*** Text segment ***

Alumni Spotlight: Jamie Newcomb '17

Jamie Newcomb '17

Name: Jamie Newcomb
Hometown: Sugar Land, Texas
Major: Interior Architecture
Graduation Year: 2017
Employer: Kirksey Architecture
Title: Associate Interior Designer 

Why did you choose the Gerald D. Hines College of Architecture and Design, and what drew you to design?

Fine arts and design have always been a part of my family growing up, especially on my mother’s side. I was always encouraged to use my creativity. After two years of attending junior college, I knew I wanted to attend an arts program at a university, and I wanted it to challenge me. Interior Design, graphic design, and landscape design were all at the top of my list. When I heard about the new Interior Architecture program at the University of Houston, I knew I had been searching for a program like this.     

What was one of your favorite memories from your time on campus? Was there a particular professor that influenced your education?

My last year working on my thesis was meaningful, and I grew a lot as a designer during that time. The project was based in my hometown, so I was closely connected to the site and history. Some of my favorite memories are just being in the building, running into people on the stairs, and working late nights in the studio. I loved seeing everyone else’s projects hung up during jury week, as well.

Alan Bruton, Ziad Qureshi, Josh Robbins, and Cord Bowen are the professors that have made the most impact on me, each for different reasons. However, every professor I had, offered a unique perspective on design.

What has been your career path since graduation? Where are you currently working, and in what capacity?

At my final thesis jury, one of the jurors was my current boss, Brian Malarkey. After the jury, Brian reached out to me and asked me to apply to Kirksey. A few months later, Kirksey offered me a position on the Interior Architecture team, and now I have been with Kirksey for almost four years! My role is as a project designer, with a focus on design visualization and 3D modeling. I work with the most knowledgeable, inspiring, and fun group of people on this team. I feel very fortunate.        

What does a typical day look like in your job? Do you have a particular design or business philosophy?

Regularly, I usually work on three to six projects at a time and switch gears between different phases on the projects (programming, schematic design, design development, CDs, furniture design, etc.), so I get a variety of work. Most of my projects are workplace design, which is now changing because of the pandemic and work-from-home protocols. Designing with future flexibility in mind, the concept of activity-based design, and having an ecosystem of spaces for the workplace has become a big part of my design philosophy. 

What is one accomplishment of your career of which you are particularly proud? How do you feel the College prepared you for this?

*** End of Text segment ***
*** Data supplied ***

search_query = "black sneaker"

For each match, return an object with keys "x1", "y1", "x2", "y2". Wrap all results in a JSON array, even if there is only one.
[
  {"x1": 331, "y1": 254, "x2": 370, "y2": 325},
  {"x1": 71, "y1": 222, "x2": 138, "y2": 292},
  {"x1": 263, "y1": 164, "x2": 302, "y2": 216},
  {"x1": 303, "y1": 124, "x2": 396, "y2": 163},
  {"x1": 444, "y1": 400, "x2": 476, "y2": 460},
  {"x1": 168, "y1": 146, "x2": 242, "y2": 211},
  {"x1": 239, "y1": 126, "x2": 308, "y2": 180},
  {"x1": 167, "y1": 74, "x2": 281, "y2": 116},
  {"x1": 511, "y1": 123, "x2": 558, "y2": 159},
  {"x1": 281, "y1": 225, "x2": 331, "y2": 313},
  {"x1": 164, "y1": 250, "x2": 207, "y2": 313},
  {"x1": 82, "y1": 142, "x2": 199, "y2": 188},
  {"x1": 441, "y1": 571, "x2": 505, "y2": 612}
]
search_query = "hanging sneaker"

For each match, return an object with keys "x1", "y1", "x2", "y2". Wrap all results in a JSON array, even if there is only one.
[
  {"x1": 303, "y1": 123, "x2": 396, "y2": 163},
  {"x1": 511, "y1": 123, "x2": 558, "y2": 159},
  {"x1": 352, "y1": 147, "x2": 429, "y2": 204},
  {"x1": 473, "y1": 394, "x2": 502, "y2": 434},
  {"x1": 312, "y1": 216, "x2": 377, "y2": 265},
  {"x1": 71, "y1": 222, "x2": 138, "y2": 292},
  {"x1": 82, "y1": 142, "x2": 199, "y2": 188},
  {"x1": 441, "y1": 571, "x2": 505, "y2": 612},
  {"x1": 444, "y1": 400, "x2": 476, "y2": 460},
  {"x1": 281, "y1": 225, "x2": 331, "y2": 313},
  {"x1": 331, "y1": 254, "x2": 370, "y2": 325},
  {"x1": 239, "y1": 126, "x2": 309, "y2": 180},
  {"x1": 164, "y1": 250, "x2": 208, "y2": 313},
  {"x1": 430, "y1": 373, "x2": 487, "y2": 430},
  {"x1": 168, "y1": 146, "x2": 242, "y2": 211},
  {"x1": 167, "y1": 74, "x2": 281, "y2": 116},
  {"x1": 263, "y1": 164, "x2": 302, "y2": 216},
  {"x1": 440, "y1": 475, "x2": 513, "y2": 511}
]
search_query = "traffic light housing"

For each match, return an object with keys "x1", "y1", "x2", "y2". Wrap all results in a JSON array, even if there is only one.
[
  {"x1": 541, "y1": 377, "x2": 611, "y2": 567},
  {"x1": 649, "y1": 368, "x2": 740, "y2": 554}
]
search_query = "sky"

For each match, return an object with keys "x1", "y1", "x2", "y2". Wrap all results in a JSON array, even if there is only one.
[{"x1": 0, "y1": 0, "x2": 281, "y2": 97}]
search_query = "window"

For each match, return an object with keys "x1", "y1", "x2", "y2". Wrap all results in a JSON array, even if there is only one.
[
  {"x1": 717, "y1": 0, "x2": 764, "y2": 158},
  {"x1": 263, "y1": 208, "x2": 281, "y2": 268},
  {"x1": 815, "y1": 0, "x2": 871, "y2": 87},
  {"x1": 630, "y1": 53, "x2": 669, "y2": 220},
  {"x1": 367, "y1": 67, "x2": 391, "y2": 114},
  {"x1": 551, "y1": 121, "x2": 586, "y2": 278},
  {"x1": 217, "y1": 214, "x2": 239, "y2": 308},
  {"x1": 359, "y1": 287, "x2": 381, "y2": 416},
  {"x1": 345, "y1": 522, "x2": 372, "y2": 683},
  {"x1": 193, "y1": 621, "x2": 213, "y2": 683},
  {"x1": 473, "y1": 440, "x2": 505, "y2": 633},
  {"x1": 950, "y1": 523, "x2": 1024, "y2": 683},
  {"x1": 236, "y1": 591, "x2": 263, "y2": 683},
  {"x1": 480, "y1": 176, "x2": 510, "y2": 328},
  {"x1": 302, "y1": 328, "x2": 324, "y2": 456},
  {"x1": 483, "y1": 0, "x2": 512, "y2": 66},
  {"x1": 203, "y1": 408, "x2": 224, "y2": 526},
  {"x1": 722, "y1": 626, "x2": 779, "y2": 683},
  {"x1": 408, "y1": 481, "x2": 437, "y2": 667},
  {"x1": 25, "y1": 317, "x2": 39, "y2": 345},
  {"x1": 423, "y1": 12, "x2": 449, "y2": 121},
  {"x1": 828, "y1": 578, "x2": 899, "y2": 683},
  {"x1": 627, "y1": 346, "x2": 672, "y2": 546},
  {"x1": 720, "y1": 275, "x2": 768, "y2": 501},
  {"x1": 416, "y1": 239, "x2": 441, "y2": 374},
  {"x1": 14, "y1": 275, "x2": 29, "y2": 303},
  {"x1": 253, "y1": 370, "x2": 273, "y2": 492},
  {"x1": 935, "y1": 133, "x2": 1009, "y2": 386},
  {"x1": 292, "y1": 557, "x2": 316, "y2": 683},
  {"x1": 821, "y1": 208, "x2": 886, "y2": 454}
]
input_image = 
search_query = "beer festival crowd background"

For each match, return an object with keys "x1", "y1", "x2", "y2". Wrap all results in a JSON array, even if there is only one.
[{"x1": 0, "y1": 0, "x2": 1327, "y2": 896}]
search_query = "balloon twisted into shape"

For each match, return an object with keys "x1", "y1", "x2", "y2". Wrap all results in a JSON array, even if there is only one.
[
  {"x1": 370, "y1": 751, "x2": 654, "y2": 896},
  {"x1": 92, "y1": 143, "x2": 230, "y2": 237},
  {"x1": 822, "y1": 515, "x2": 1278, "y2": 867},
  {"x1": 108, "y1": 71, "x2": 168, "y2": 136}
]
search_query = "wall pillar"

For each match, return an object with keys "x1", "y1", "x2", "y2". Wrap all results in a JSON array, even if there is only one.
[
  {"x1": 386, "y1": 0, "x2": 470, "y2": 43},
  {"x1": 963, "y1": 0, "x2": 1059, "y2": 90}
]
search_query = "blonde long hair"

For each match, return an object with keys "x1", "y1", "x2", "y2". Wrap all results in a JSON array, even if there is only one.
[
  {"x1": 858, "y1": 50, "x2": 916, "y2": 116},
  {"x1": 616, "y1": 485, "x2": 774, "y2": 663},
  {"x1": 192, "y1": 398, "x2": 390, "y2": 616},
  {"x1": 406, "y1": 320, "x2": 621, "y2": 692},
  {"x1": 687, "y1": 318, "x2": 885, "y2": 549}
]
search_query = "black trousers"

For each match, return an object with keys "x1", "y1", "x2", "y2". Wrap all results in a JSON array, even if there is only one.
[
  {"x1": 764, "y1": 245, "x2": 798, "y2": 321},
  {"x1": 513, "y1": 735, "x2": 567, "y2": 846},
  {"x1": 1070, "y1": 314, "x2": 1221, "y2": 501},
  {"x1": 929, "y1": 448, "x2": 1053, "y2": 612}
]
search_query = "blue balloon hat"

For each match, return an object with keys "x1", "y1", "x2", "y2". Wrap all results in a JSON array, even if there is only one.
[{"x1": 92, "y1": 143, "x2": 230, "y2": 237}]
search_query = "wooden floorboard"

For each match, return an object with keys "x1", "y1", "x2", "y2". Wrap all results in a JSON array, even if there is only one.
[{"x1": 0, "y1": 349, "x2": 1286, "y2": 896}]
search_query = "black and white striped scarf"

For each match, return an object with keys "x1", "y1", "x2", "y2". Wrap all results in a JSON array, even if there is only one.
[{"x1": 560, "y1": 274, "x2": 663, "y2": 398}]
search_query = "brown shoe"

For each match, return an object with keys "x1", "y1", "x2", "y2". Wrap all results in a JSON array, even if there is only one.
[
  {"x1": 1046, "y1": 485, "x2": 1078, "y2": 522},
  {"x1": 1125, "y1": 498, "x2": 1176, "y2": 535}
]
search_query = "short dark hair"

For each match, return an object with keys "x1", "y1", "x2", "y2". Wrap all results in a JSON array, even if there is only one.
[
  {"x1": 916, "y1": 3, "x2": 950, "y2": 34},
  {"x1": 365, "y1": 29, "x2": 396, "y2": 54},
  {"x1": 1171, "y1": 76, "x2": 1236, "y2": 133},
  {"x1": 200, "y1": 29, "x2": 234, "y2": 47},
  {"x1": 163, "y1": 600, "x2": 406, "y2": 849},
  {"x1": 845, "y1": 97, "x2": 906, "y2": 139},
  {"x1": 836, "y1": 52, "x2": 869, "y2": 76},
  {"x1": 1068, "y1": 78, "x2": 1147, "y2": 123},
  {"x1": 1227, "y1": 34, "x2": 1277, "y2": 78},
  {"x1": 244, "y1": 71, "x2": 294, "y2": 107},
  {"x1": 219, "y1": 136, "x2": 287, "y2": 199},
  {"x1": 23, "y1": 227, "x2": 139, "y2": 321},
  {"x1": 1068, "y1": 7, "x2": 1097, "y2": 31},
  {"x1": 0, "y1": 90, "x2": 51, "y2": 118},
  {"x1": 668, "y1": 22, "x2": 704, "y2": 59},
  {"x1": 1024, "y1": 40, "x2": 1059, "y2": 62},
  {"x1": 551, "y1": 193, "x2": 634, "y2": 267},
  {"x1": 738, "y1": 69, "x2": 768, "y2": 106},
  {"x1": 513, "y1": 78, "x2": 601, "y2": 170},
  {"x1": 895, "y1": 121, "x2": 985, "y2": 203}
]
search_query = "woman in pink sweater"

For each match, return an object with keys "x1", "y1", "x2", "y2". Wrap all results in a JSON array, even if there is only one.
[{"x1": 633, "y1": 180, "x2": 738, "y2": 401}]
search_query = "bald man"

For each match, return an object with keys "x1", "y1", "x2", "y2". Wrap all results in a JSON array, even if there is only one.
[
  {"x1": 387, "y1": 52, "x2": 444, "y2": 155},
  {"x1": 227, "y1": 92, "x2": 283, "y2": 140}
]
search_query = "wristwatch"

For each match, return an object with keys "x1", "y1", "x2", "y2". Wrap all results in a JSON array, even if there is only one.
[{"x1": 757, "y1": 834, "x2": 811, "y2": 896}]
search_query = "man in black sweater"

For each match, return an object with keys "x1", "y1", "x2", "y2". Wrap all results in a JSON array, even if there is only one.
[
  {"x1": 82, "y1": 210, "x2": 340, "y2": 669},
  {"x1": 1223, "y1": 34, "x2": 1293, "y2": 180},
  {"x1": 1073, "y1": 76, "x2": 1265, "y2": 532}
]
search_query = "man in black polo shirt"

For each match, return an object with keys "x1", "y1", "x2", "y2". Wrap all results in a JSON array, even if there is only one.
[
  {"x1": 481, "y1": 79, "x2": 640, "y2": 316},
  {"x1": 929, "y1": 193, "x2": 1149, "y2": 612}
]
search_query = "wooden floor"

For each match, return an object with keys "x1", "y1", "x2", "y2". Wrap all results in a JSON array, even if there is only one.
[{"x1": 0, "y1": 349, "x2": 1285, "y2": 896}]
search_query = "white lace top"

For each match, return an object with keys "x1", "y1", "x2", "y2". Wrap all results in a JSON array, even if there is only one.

*** End of Data supplied ***

Copy the part of the alumni spotlight starting with "What has been" and going on through "feel very fortunate.". The entries come from a different source than the alumni spotlight.

What has been your career path since graduation? Where are you currently working, and in what capacity?

At my final thesis jury, one of the jurors was my current boss, Brian Malarkey. After the jury, Brian reached out to me and asked me to apply to Kirksey. A few months later, Kirksey offered me a position on the Interior Architecture team, and now I have been with Kirksey for almost four years! My role is as a project designer, with a focus on design visualization and 3D modeling. I work with the most knowledgeable, inspiring, and fun group of people on this team. I feel very fortunate.